- [Exercise directions] Reproduce, word for word, the part of the article on controlled crying that opens with the words containing "Kathleen Kendall-Tackett, PhD, IBCLC, FAPA" and closes with "no apparent harm.".

- [Reading text]
#####

Kathleen Kendall-Tackett, PhD, IBCLC, FAPA looks at whether controlled crying leads to long-term harm.
Should we recommend controlled crying?
The media response to the findings of Price, Wake, Ukoumunne, & Hiscock (2012) was overwhelming. The study reported on the long-term effects of a controlled-crying intervention for parents of infants 8 to 10 months old. The children were assessed five years after the intervention and showed no apparent harm.
Was this the answer that weary parents had been waiting for? The authors certainly thought so. In fact, they concluded that practitioners could “confidently” recommend this approach. And proponents of this parenting technique continue to cite the study in support of the method.
Before we recommend controlled crying to parents, let’s step back and critically evaluate that study and where it fits within the larger picture of research in maternal-child health.
A number of serious limitations to the study call into question whether this parenting practice is advisable.

#####

- [Extracted data]

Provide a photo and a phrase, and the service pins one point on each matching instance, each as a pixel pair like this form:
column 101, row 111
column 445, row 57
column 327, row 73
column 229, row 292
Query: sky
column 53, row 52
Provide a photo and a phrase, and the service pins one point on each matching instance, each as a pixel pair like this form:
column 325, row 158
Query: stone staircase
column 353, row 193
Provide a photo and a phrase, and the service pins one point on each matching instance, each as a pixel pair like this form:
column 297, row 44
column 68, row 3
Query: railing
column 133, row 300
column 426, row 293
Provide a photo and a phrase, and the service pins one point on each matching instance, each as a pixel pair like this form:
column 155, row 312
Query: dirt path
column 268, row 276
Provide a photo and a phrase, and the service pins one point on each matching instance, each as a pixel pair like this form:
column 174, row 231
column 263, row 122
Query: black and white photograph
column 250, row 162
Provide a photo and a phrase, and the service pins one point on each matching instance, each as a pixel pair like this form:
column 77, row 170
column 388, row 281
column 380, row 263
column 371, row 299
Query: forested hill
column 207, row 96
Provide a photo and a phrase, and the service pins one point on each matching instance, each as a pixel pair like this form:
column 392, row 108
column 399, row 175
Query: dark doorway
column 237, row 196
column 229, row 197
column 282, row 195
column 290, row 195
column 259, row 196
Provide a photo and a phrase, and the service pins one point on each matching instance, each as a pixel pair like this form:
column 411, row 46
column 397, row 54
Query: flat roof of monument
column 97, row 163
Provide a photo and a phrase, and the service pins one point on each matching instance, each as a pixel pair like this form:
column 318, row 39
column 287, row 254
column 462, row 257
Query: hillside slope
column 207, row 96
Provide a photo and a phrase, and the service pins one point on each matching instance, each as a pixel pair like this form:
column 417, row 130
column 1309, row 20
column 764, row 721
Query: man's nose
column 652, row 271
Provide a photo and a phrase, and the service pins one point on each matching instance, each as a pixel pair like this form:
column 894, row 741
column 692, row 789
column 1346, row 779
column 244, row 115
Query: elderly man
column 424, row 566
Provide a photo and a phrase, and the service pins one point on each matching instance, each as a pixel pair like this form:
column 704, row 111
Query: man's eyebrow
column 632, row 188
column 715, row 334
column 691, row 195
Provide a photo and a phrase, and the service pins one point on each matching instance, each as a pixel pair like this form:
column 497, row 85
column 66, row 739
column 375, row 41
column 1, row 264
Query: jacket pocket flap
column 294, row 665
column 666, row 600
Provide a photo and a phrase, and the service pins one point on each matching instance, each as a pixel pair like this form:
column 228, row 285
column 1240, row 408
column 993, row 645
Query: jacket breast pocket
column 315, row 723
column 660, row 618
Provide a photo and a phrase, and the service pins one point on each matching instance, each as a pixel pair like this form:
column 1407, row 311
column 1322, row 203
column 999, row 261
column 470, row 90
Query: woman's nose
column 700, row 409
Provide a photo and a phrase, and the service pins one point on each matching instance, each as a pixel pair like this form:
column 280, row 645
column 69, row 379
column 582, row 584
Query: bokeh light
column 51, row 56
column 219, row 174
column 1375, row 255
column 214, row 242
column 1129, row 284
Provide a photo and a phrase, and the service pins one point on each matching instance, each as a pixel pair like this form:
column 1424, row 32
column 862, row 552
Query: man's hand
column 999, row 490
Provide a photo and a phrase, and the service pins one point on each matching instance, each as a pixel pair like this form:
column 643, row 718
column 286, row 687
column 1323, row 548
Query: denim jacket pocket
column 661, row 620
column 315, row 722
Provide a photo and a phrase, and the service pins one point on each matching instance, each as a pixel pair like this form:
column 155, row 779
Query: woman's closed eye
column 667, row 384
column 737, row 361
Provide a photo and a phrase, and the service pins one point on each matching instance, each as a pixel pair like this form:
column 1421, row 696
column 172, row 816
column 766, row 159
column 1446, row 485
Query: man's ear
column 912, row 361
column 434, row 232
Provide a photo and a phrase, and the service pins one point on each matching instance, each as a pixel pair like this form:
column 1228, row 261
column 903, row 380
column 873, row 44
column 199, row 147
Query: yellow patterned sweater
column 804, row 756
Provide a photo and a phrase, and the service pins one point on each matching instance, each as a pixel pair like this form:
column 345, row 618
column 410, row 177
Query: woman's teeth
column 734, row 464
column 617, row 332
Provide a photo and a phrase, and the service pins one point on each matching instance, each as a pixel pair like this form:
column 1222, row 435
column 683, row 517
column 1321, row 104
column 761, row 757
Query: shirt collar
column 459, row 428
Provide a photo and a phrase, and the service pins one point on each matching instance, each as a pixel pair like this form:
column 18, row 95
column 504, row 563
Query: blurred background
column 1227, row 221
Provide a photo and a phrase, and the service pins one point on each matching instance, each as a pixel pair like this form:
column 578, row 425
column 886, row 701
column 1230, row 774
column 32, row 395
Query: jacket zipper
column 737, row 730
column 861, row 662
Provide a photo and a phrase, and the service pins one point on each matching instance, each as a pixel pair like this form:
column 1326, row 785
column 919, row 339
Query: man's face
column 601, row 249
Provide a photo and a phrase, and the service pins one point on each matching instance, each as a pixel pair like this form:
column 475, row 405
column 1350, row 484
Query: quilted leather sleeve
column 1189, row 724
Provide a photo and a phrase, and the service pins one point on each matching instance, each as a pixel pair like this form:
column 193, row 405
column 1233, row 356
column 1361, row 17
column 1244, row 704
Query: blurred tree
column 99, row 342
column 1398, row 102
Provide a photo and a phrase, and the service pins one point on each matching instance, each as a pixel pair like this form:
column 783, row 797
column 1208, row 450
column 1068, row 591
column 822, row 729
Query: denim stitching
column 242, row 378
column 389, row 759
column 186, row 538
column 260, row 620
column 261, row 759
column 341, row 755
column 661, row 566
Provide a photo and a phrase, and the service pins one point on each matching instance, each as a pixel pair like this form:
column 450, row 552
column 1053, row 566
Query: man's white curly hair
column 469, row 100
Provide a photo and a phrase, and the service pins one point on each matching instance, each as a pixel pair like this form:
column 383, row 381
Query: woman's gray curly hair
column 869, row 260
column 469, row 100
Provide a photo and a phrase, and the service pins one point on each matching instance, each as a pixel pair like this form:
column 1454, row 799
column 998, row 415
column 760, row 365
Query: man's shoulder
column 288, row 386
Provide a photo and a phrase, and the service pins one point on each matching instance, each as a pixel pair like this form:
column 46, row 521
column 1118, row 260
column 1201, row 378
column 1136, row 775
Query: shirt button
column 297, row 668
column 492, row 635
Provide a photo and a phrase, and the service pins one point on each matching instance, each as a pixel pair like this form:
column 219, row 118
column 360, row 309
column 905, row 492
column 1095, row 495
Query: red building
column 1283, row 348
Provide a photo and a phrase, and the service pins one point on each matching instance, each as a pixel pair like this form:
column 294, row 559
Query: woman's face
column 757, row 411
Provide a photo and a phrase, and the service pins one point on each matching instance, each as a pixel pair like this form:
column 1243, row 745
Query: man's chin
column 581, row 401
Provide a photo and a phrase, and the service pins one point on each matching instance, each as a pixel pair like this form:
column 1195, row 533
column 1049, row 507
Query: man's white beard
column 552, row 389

#####

- [Response box]
Kathleen Kendall-Tackett, PhD, IBCLC, FAPA looks at whether controlled crying leads to long-term harm.
Should we recommend controlled crying?
The media response to the findings of Price, Wake, Ukoumunne, & Hiscock (2012) was overwhelming. The study reported on the long-term effects of a controlled-crying intervention for parents of infants 8 to 10 months old. The children were assessed five years after the intervention and showed no apparent harm.